DATA FOR THE TASK =>
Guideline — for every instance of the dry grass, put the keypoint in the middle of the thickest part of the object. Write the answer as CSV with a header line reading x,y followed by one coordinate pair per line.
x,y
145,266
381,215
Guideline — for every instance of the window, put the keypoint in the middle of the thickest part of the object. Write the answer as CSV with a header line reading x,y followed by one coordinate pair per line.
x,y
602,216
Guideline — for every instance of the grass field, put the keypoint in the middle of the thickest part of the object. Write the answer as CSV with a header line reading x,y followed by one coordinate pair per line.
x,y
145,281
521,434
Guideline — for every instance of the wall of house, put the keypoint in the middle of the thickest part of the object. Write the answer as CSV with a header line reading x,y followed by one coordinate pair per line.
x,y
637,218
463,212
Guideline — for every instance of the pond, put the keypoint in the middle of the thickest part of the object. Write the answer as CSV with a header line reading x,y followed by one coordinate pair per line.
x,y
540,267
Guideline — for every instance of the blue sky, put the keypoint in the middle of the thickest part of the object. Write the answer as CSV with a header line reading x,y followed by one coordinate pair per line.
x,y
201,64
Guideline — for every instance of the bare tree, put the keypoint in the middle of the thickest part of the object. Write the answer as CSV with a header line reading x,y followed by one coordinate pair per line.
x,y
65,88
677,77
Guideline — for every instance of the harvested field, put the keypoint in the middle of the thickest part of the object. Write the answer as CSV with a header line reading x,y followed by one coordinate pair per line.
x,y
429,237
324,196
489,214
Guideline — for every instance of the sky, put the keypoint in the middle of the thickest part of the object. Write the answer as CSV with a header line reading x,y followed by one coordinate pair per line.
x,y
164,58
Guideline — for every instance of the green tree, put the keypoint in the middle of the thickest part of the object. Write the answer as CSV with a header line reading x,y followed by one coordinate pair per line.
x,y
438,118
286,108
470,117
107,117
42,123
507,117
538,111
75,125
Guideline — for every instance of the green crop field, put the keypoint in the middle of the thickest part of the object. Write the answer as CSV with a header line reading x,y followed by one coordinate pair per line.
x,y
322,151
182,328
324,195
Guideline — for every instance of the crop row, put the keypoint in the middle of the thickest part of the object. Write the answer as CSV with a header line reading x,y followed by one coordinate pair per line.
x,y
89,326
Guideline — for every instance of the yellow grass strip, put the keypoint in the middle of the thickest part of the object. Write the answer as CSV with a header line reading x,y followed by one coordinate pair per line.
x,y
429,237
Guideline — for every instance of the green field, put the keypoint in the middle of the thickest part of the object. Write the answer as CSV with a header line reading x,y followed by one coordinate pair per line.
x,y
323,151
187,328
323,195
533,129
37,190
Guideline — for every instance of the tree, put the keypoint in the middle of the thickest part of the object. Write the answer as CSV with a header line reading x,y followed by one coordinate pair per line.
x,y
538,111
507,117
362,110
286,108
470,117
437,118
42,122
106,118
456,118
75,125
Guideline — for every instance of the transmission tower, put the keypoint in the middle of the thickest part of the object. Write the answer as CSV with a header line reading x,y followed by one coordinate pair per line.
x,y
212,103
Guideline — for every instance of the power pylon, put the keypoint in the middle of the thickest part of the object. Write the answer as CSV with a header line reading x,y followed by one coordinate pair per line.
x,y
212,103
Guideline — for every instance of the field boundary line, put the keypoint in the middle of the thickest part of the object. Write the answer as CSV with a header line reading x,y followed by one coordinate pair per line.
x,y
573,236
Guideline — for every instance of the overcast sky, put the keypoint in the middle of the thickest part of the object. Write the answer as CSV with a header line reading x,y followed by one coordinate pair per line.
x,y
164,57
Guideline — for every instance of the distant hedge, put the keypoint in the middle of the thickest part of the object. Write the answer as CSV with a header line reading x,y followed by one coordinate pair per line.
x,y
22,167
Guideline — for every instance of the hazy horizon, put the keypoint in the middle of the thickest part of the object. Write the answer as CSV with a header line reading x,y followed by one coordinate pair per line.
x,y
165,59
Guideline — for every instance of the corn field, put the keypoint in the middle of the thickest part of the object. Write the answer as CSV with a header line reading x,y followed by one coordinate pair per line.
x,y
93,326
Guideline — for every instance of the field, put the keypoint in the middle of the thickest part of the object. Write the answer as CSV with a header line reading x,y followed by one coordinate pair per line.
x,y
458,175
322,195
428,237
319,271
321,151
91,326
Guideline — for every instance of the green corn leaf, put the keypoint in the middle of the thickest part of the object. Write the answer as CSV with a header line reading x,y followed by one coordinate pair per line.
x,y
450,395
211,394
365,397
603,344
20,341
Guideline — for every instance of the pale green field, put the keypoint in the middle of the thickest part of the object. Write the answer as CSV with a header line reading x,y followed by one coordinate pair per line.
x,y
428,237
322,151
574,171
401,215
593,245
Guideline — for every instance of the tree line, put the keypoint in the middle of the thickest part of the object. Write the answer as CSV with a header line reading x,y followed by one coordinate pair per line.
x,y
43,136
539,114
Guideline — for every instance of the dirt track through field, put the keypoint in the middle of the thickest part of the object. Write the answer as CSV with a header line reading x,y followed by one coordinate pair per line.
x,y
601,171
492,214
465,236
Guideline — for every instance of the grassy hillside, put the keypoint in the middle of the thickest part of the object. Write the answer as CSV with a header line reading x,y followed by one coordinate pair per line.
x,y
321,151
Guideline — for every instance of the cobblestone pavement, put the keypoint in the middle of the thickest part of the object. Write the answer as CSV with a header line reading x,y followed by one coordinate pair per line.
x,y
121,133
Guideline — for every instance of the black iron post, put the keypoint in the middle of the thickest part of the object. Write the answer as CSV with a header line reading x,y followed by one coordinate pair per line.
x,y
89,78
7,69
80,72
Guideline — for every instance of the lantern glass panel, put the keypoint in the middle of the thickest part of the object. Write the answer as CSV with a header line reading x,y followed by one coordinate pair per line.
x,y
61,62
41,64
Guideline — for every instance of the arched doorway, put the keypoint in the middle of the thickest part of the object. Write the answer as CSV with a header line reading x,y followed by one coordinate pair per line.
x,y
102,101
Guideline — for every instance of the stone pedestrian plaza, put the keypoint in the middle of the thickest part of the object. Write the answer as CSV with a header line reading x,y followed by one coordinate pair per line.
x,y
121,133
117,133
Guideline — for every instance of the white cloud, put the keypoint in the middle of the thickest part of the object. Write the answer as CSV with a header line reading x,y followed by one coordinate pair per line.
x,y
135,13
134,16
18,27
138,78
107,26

WHAT TO WORK ON => Your task is to retype all of the records exactly.

TASK RESULT =>
Guideline — for every instance of the dry grass, put the keypoint in the middle of the thickest part of the object. Write the answer as CSV with a header line reading x,y followed by one coordinate pair per line.
x,y
145,266
381,215
Guideline — for every instance of the window, put the keypoint in the middle of the thickest part of the object. Write the answer as CSV with a header line reading x,y followed by one coordinate pair per line.
x,y
602,216
Guideline — for every instance of the grass field, put the keypoint in the middle of the thickest part of the object. Write the answer as CSV with a header line reading x,y followed by one coordinate pair per line.
x,y
145,281
521,434
Guideline — for every instance of the wall of house, put the keypoint in the middle of the thickest part of the object. Write the answer as CSV with a header line reading x,y followed by one coordinate pair per line.
x,y
637,218
463,212
Guideline — for every instance of the pond, put the keypoint in the middle of the thickest part of the object. Write the answer as CSV with a header line reading x,y followed by one coordinate pair per line.
x,y
540,267
Guideline — for every instance of the blue sky, put the keypoint in the middle of the thickest part of the object. Write the answer as CSV with a header line reading x,y followed by one coordinate pair per line.
x,y
201,64
Guideline — for every instance of the bare tree, put the keypoint in the middle of the thickest part of the object. Write the answer as CSV with a header line reading x,y followed by one coordinate pair per line.
x,y
65,88
677,77
Guideline — for every instance of the harvested field, put the keypoint in the middle of the thickest part of the object. Write the answer as CSV with a header line reading x,y followed by one coordinate pair per line.
x,y
429,237
324,196
489,214
Guideline — for every instance of the sky, put the keypoint in the middle of the thickest part of the object. Write the answer as CSV with a header line reading x,y followed by one coordinate pair per line.
x,y
164,58
Guideline — for every instance of the green tree, put the keypoint in the middle of the thickest part of the object. Write the answer as CSV with a header line reading x,y followed by one coordinate pair per line.
x,y
438,118
286,108
470,117
107,117
42,123
507,117
538,111
75,125
Guideline — for every instance of the green crop field, put the keypoint in the middle of the thickest part of the object. Write the answer as CSV with a header line reading x,y followed by one coordinate pair per line.
x,y
322,151
182,328
324,195
Guideline — for every instance of the crop row, put the keypoint in the middle of the thickest part of the object. Write the answer as CSV with a header line reading x,y followed by one coordinate pair per line.
x,y
89,326
Guideline — for every instance of the yellow grass strip, put the keypoint in the middle of the thickest part of the object. Write the answer as CSV with a header line reading x,y followed by one coordinate pair per line.
x,y
429,237
Guideline — for every instance of the green field, put the keypoint in the middle of the thickest part of the object. Write the answer as CSV with a header line reading x,y followed by one coordinate pair per line.
x,y
323,151
187,328
323,195
533,129
37,190
Guideline — for every instance of the tree, put the keypoint in the middle of the thickest part of the object. Write the answer as CSV with a header line reading x,y followed by one coordinate pair per line.
x,y
538,111
507,117
362,110
286,108
470,117
437,118
42,122
106,118
456,118
75,125
Guideline — for every instance of the transmission tower, put the keypoint in the middle of the thickest part of the object. Write the answer as CSV with a header line reading x,y followed by one coordinate pair per line.
x,y
212,103
Guideline — for every instance of the power pylon, put the keypoint in the middle of the thickest part of the object. Write the answer as CSV with a header line reading x,y followed by one coordinate pair per line.
x,y
212,103
Guideline — for every instance of the field boundary line, put the keypoint in the middle of the thickest part of the object. Write the answer as CSV with a header line reading x,y followed by one coordinate pair per line.
x,y
573,236
Guideline — for every instance of the overcast sky, put the keypoint in the middle of the thickest part of the object. Write the answer as CSV with a header line reading x,y followed by one coordinate pair per line.
x,y
164,57
Guideline — for every instance of the distant hedge, put the keypoint in the middle of the thickest part of the object. Write the answer as CSV with a header line reading x,y followed by one coordinate pair per line.
x,y
22,167
Guideline — for every instance of the hazy horizon, put the keypoint in the middle of the thickest part of the object. Write the answer as CSV with a header line reading x,y followed by one coordinate pair per line.
x,y
165,59
Guideline — for every instance of the corn field, put the keypoint in the middle of the thickest part of the object. Write the answer as CSV with a header line reading x,y followed by one coordinate pair per line.
x,y
93,326
Guideline — for every instance of the field, put the keypoint in the middle of the thickest part of the object. Write the answer as CSV with a header line reading x,y followed by one coordinate pair per line.
x,y
458,175
322,195
428,237
319,271
321,151
91,326
Guideline — for every instance of the green corn leaf, put the keypoint in the middle of the thickest part of the object. Write the answer as CSV with a header line reading x,y followed by one coordinate pair per line.
x,y
450,395
211,394
365,397
603,344
20,341
Guideline — for every instance of the pale green field, put the keypoint in the middle of the thickest part of the object. Write the answer as CSV with a header line reading x,y followed by one coordinate pair per line.
x,y
428,237
322,151
574,171
401,215
593,245
Guideline — for every instance of the tree line, put the keypoint in the middle of the thickest part of the object. Write the answer as CSV with a header line reading x,y followed by one coordinate pair per line.
x,y
43,136
539,114
Guideline — for every instance of the dirt track through field, put the keypoint in the middle of the thickest part of the object. Write the answer as CSV with a header line reading x,y followed by one coordinate pair per line.
x,y
601,171
492,214
465,236
Guideline — for every instance of the grassy hillside, put the keypoint in the middle of the thickest part of the object. Write the answer as CSV with a header line reading x,y followed by one coordinate pair per line.
x,y
321,151
Guideline — for every instance of the cobblestone pavement, put the keypoint in the middle of the thickest part of the object. Write the answer as CSV with a header line reading x,y followed by one coordinate pair per line.
x,y
121,133
Guideline — for every instance of the black iron post, put the keypoint in the middle of the thickest part of the object. Write the answer as CSV with a header line reading x,y followed by one coordinate pair per line.
x,y
89,78
7,69
80,72
Guideline — for every instance of the lantern glass panel, put the keypoint in the middle of the thickest part of the object. Write the answer as CSV with a header line reading x,y followed by one coordinate pair per line.
x,y
61,62
41,64
Guideline — for every instance of the arched doorway, put the keypoint in the middle of the thickest part of the object. Write the answer as CSV with a header line reading x,y followed by one coordinate pair per line.
x,y
102,101
Guideline — for every instance of the stone pedestrian plaza, put the keypoint in the middle of the thickest part of the object. Write the answer as CSV with a header line reading x,y followed by one coordinate pair per line.
x,y
121,133
117,133
Guideline — for every instance of the white cloud, put the keypoint in the middle of the thickest part of the object. Write the answer as CSV with a header line reading x,y followed by one coordinate pair per line.
x,y
135,13
134,16
18,27
138,78
107,26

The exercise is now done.